Copy out the rows below word for word, everything from the start down to and including the line that contains "x=69, y=379".
_ _ _ _ _ _ _
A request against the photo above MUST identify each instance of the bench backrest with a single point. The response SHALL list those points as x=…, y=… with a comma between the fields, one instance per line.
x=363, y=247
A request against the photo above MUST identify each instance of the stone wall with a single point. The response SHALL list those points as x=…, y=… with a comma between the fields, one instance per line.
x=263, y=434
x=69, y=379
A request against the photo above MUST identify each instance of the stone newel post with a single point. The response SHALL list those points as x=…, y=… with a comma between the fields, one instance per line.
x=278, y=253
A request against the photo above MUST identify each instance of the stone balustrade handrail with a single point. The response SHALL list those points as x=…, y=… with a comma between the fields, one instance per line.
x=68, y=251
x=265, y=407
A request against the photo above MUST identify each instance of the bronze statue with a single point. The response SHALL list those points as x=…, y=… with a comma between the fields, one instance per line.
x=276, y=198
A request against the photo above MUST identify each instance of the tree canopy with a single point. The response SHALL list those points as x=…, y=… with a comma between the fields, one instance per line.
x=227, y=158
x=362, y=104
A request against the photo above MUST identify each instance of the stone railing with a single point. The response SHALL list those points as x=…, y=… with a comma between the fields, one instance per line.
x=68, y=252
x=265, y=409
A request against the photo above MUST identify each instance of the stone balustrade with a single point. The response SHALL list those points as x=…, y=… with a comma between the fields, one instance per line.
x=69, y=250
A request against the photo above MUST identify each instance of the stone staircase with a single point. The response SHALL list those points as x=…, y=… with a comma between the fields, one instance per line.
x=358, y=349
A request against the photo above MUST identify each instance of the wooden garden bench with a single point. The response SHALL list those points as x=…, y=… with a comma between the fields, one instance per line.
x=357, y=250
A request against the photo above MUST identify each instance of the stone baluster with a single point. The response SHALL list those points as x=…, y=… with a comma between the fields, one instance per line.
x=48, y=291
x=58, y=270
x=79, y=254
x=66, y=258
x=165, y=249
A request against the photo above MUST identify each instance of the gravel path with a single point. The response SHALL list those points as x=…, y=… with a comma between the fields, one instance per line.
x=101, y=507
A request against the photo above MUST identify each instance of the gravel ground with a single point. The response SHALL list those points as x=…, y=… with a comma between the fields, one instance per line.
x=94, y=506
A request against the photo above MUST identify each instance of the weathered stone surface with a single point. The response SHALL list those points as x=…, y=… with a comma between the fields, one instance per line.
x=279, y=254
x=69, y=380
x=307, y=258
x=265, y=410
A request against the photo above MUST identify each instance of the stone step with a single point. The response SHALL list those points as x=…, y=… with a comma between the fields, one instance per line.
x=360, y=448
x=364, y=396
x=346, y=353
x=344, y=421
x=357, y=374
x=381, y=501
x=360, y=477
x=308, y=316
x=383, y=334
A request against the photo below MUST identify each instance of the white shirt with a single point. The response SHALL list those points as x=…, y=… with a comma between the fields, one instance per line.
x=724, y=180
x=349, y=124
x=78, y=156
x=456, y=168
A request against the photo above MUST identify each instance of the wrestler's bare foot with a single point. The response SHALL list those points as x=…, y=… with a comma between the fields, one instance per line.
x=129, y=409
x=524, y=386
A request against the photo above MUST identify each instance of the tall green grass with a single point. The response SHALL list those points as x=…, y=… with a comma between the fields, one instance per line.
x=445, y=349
_ _ _ _ _ _ _
# The reply
A request against the photo above MUST identify each instance of the bench backrest with a single point. The response SHALL list those points as x=…, y=… with a comma between the fields, one instance per line.
x=363, y=247
A request against the photo above MUST identify each instance of the stone wall with a single point. The response SHALL list those points as x=…, y=… with a comma between the fields, one instance per line.
x=263, y=434
x=69, y=379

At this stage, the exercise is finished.